» **EXERCISE SET**:
1. In the remembrance of Manoli, what did he put green food coloring in at the Teen Home?
2. Carry on the remembrance of Manoli from where it stops.

» **EXTRACT**:

::::

Many of us think that we can run from the demons that plague us, and I have tried. In reality, the demons come upon you, and follow you till the ends of the earth. Run as you may, you will not escape. They haunt the recesses of the soul, and lurk in the shadows of the living. There is no corner from whence they will not seek you out, and destroy you if they can. Many think that they will go with time, and fade as a dream fades with the light of mornings dawn…. There are some of us who know better. Our only hope lies in their acceptance, only through knowing our demons may we seek to gain mastery over them. For to know the demons is to know ourselves, to over come the demons, is to be in communion with that, which is Divine.

For Josh…

Because, sometimes the demons win.

Memories of Manoli by David

By David in remembrance of Emmanuel David Frouman (March 25, 1973 – February 8, 1994)

I knew Manoli very well in Argentina. I lived there from 88 to 93 and knew him as Lucas and then Paul. Let me start by expressing my condolences to you. I appreciated being able to read your tribute to him on what would have been his 32nd birthday. I had heard back in ‘96 (while I was still in TF) from his Uncle Jonas that he had commited suicide and I remember feeling so shocked and grief-stricken at that time.

I have only fond memories of him. He was a quiet guy and generally worked in the garden or on handyman projects and occasionally in the kitchen. At the Ark he used to bake up some fantastic bread (I think he used to put more milk and sugar than he was supposed to but we all appreciated it). I remember on one occasion at the Teen Home he put green food coloring in the eggs and we all got a tremendous kick out of it.

He would sometimes surprise me with the funny jokes and statements that he would come up with out of the blue and recount with a perfect straight face. I vividly remember doing a lot of raking and yardwork with him and I can picture him laughing and laughing as we would joke about something. We would talk about girls (who was hot), his experiences in Corrientes and whatever came to mind. I don’t recall him ever going “steady” with any of the girls in particular but there were a couple of girls that he got kind of close to.

::::

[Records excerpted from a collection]
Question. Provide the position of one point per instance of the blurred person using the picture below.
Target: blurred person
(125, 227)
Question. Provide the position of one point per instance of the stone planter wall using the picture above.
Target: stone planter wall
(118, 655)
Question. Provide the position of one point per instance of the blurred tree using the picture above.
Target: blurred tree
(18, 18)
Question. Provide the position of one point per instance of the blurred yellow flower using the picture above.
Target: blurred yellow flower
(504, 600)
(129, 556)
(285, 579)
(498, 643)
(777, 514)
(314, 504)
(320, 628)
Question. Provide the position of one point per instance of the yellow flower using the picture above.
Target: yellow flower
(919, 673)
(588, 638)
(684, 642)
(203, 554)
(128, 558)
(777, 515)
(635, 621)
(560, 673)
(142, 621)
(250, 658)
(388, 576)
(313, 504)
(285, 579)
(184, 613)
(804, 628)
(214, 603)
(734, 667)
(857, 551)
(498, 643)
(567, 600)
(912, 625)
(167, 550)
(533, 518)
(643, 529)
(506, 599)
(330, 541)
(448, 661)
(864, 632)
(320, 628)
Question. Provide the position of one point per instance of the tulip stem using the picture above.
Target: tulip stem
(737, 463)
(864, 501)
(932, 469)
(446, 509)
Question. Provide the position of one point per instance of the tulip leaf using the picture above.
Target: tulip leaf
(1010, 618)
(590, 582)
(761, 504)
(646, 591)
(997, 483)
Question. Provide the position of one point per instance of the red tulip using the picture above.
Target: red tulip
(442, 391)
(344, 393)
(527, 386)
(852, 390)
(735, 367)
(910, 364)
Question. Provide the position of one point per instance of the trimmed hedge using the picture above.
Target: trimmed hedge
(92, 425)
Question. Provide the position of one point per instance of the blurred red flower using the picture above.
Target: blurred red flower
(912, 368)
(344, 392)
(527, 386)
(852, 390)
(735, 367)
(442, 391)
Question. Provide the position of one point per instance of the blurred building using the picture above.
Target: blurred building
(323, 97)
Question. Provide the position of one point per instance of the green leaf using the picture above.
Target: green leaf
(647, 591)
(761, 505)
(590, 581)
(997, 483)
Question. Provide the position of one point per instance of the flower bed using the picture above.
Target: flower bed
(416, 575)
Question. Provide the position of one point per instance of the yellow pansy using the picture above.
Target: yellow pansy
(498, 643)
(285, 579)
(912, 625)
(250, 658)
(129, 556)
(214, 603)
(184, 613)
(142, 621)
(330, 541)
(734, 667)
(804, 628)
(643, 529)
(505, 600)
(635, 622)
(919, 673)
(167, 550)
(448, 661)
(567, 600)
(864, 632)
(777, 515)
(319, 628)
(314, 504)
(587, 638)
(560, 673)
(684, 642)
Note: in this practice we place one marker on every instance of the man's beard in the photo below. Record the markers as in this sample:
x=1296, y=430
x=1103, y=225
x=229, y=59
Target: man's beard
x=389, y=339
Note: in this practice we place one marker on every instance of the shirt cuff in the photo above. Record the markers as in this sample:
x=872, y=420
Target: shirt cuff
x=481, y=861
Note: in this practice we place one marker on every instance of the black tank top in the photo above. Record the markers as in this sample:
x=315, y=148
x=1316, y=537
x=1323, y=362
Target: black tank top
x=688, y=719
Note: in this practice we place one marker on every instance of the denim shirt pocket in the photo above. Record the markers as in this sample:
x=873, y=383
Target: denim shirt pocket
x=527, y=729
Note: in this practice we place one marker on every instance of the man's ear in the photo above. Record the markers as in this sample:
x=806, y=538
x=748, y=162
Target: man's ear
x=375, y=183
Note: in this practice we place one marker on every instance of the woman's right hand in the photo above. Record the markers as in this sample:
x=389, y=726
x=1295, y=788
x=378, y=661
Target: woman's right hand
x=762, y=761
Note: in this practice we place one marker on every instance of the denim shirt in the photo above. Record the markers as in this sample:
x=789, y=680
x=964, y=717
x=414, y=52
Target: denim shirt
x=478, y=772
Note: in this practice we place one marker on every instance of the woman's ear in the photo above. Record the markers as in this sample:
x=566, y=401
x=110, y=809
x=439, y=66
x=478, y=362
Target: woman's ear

::::

» **RESPONSES IN ORDER**:
1. He put it in the eggs.

2.
I can’t remember him ever really getting in trouble for anything and he was for the most part quiet, hard-working and happy enough but I remember when he came back from that trip that he made to visit his mom in the U.S. around 1988 or 1989 there was some concern about some of the pictures that he brought back as he looked so obviously happy in all the photos and normally around the house he was more solemn. I guess they caused some concern for the shepherds but I can’t remember him ever being publicly corrected. He was a quiet guy who got along with everyone.

We would have a teen dance night every month or so and I remember us teasing each other about who was the worse at dancing (it was probably a tie as we were both terrible). I can’t think of any other story right now but I guess I would close by saying that Lucas was a great friend of mine and I grieve for him. In Argentina, we all basically worked our asses off and sometimes the food was rough, etc. but I hope it brings you comfort to know that us teen/EA boys were a tight group and we supported each other and it was my perception that he was happy and loved by all his peers.

I just remember one time around 1992, we were each shuffling (running wasn’t allowed on these pathways) down 2 perpendicular pathways at The Ark that met at a corner and glanced at each from a distance and spontaneously started racing towards the corner (he from one path and I from the other).

By the time we met we were both running pretty fast. We tried to dodge each other but there was a collision and we both flew headlong into a tree. I ended up with a ringing headache and he broke his nose. They took him to the local hospital and he had a white bandage for a couple of weeks with a stabilizer. We were joking about it the next day but from then on anytime someone ran on the pathways it was like “Hey! Remember what happen to Lucas and David…”.